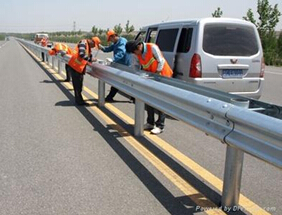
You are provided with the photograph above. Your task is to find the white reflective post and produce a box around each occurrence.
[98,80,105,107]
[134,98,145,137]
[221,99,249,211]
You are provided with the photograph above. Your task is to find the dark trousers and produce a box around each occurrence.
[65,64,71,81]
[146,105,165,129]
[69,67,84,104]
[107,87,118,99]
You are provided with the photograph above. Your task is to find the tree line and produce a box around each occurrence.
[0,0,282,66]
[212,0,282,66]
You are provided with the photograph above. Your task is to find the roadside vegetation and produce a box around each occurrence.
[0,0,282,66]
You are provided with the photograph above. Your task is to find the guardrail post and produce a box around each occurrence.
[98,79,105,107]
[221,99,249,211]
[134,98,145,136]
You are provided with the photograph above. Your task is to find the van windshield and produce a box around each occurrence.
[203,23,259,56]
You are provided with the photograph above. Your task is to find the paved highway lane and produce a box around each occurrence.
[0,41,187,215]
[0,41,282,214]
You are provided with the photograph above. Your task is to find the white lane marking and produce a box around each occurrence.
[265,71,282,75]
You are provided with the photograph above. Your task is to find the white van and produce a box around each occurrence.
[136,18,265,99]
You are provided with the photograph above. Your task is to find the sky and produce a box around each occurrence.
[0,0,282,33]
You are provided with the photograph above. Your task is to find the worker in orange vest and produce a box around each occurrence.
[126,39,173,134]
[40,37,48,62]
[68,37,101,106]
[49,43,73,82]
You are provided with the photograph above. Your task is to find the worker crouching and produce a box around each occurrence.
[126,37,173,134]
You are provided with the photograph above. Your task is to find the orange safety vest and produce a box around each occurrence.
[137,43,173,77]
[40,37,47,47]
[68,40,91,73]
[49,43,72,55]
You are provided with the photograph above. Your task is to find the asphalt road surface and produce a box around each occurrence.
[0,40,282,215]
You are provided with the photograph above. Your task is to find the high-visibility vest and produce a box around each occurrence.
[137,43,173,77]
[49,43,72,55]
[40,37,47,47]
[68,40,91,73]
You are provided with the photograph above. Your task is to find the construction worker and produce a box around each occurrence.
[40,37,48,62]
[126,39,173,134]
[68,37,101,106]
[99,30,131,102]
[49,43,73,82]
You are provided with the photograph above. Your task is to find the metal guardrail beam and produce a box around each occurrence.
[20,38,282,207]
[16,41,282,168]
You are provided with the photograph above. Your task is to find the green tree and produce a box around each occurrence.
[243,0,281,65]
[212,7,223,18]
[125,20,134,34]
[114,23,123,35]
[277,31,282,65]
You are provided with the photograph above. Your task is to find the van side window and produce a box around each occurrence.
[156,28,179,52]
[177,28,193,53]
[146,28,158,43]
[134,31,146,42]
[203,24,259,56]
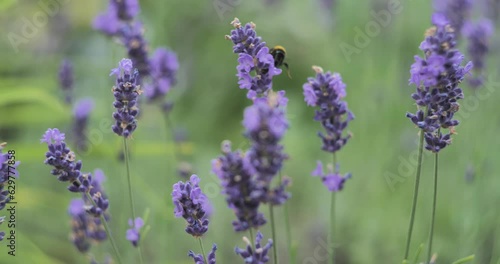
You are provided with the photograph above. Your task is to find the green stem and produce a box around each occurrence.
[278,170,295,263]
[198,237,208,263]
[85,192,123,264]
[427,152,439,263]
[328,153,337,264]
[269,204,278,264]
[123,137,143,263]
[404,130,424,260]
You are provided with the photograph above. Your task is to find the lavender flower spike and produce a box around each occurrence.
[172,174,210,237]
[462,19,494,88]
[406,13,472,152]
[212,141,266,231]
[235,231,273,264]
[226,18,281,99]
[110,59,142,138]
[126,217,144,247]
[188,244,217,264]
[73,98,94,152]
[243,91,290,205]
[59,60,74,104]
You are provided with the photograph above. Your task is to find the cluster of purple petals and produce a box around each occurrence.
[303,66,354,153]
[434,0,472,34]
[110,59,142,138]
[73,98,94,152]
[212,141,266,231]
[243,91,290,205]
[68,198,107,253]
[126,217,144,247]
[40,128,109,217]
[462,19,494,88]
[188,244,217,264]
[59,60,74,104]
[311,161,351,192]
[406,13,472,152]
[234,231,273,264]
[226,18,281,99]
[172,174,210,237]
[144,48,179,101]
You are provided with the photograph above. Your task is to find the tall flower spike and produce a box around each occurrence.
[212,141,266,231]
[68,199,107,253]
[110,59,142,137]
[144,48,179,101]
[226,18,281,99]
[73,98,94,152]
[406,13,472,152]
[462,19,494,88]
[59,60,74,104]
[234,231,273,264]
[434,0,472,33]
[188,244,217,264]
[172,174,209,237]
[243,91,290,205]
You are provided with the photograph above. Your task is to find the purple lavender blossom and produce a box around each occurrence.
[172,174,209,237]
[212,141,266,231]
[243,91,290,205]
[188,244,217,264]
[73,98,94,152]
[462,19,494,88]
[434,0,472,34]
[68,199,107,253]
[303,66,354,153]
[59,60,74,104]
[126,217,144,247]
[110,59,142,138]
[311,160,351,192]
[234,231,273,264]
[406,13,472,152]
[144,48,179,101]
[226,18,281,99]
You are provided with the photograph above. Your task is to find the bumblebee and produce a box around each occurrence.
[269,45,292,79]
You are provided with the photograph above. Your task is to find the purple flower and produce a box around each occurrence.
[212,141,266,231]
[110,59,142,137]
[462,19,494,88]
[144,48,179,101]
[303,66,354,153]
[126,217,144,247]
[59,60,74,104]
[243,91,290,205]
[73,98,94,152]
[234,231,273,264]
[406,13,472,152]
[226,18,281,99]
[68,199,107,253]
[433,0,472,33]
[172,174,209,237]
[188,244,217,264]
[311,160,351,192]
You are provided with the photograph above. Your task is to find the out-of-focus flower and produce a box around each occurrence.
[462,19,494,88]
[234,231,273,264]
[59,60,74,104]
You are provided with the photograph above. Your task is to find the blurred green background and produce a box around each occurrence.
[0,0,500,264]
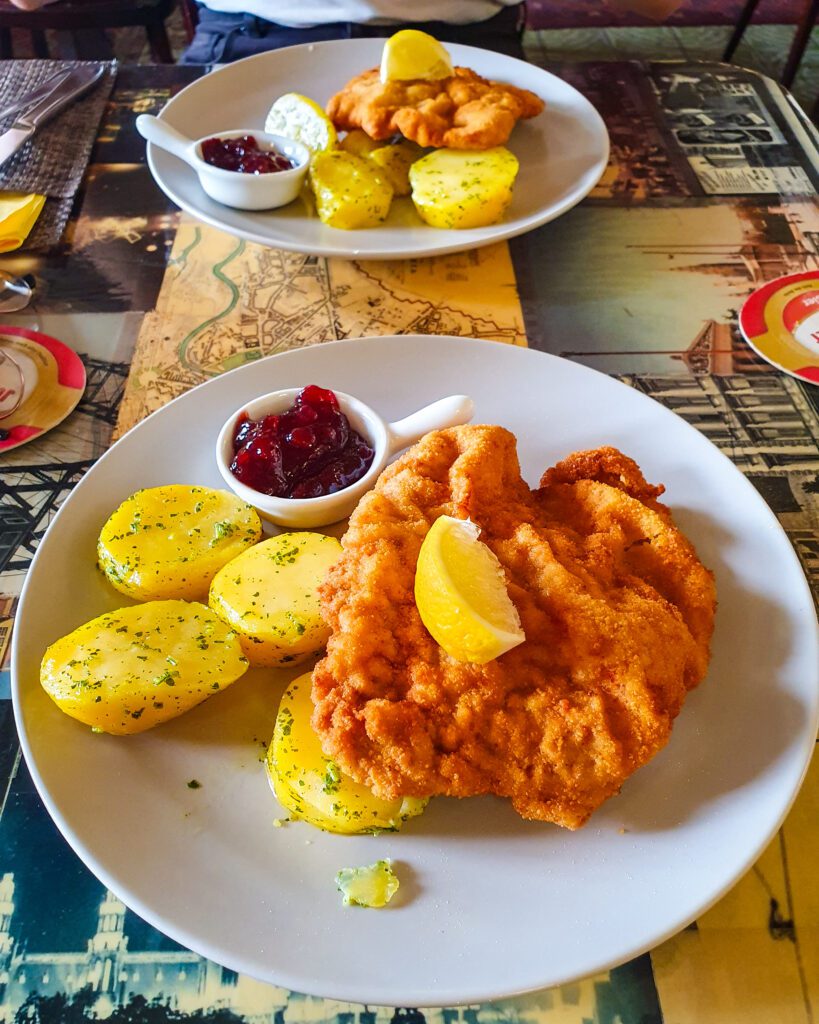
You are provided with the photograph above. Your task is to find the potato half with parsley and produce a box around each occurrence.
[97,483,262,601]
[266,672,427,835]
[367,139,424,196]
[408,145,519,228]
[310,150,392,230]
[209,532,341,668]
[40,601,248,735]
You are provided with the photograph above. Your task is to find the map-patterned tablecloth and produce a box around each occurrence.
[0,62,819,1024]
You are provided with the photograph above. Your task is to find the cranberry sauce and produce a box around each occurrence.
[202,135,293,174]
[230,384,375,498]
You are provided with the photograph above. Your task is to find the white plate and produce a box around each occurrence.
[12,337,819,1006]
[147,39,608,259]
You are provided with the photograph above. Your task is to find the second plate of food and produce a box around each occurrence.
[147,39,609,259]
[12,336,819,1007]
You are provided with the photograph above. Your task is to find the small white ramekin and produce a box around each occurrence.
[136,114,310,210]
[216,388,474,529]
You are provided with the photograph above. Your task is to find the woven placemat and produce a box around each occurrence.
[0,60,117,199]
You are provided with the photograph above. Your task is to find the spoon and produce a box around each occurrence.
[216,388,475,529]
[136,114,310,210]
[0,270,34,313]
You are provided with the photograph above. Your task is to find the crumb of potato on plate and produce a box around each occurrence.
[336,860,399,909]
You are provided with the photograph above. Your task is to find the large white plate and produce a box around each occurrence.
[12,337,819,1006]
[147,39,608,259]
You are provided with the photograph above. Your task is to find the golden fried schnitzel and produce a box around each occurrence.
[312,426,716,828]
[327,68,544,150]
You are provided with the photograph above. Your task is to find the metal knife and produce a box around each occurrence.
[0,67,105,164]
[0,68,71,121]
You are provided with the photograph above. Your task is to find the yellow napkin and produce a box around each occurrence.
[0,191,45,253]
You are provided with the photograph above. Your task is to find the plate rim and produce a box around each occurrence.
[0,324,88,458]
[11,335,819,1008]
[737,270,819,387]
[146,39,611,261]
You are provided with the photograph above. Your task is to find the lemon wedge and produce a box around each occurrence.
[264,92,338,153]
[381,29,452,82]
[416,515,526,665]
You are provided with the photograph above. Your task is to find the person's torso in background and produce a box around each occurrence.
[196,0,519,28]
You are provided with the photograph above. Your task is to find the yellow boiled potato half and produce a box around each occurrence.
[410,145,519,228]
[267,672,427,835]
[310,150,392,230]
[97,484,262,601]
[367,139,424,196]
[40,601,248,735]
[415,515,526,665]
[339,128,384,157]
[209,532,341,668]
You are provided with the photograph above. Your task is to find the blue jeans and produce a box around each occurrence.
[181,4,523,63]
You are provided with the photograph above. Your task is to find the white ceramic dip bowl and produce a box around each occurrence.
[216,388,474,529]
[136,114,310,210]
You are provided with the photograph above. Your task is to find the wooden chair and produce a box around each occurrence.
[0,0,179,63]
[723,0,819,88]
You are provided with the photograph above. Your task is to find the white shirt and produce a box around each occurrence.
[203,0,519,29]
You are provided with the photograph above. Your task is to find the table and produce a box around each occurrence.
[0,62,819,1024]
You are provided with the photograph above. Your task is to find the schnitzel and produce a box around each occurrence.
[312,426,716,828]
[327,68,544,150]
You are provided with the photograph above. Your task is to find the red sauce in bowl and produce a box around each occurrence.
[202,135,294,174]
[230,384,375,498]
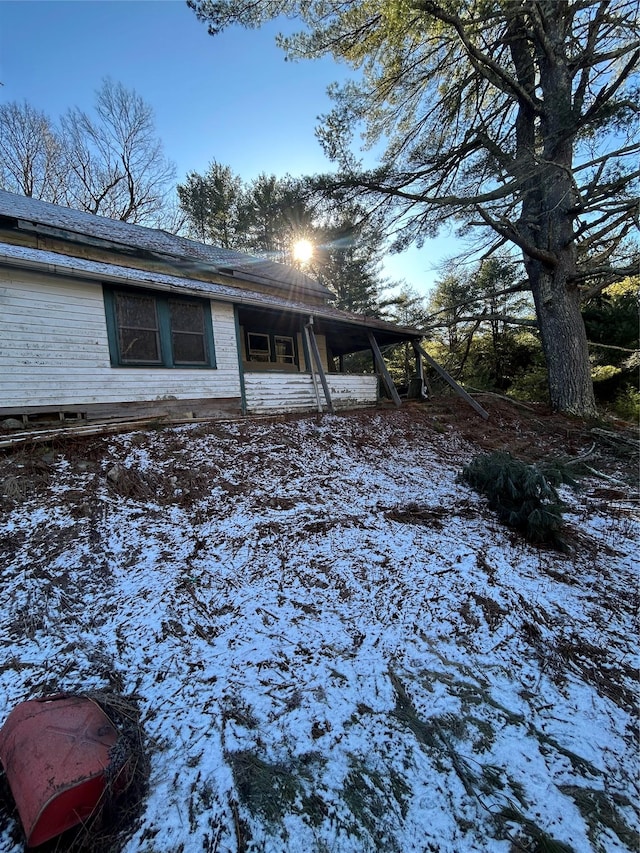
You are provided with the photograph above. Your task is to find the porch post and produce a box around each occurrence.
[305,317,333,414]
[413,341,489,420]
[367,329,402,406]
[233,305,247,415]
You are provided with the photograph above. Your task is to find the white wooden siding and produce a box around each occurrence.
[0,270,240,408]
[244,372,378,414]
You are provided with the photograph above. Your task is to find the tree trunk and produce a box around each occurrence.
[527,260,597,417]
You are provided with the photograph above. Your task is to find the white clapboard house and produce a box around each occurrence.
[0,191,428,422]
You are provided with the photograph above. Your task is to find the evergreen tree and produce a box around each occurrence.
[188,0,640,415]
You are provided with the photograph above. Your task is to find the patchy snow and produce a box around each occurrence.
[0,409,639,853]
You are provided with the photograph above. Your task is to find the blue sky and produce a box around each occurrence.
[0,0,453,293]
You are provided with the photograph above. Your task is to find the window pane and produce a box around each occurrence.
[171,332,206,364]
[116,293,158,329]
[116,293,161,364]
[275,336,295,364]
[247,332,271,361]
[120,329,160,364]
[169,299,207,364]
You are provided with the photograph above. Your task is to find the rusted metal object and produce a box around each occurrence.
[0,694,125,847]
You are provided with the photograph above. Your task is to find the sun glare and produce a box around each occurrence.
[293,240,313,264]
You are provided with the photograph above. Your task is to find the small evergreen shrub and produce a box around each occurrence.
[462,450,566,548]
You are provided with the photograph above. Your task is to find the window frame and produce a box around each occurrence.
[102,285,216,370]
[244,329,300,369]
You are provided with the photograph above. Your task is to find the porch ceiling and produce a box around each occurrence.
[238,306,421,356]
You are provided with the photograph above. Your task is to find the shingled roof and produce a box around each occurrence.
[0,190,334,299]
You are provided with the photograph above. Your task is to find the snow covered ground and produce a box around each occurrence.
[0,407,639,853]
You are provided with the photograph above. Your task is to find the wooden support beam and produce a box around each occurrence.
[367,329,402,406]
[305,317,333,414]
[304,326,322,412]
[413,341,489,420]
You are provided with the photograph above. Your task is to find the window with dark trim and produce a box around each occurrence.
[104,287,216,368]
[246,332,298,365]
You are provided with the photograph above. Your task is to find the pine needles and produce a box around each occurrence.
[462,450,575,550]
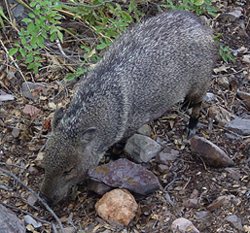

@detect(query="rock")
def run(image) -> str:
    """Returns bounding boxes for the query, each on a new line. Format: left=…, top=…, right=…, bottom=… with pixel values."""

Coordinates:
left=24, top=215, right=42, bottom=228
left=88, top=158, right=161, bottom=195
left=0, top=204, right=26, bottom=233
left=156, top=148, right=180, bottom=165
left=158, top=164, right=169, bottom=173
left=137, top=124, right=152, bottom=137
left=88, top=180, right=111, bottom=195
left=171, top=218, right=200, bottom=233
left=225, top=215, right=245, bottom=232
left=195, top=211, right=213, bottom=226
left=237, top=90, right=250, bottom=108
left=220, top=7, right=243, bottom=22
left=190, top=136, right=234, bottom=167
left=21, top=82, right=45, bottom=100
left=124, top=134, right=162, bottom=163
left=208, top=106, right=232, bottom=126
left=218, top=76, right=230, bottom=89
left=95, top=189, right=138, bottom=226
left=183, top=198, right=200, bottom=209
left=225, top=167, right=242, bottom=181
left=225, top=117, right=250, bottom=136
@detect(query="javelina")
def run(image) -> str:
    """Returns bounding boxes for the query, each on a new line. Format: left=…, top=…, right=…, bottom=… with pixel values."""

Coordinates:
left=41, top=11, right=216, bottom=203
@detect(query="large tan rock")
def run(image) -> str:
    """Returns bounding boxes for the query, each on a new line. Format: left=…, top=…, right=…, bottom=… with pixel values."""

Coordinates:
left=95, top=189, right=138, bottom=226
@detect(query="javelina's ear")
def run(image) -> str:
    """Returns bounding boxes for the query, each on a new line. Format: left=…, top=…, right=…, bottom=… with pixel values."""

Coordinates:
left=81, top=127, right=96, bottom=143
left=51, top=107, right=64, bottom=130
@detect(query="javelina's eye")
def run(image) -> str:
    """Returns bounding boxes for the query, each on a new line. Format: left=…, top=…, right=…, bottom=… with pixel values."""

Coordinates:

> Work instructions
Rewrite the listing from the line containing "chair and produce a box around each occurrence." through the line containing "[233,305,247,415]", replacing "photograph" with "image" and leaving all else unchanged. Omit the pictures from your answer.

> Expected answer
You are provided with the image above. Your task is to find the wooden chair and produce a box around each occurrence.
[0,0,179,63]
[723,0,819,88]
You are provided with the image above. Your task is to find the white shirt and produce a box around each occurrence.
[203,0,519,29]
You are provided with the image above. Your task is to find the table and produce a box around each occurrence.
[0,62,819,1024]
You are provided with the image above. Your task is to find the schnitzel and produce a box around each occurrence.
[312,426,716,828]
[327,68,544,150]
You are provided with the image above. Your task is to find the red sauce in bowl and produce a box around each occurrence.
[202,135,294,174]
[230,384,375,498]
You are provided with the image above. Your task is to find the porch post and produce a box around each occurrence.
[305,317,333,414]
[413,341,489,420]
[367,329,402,406]
[233,305,247,415]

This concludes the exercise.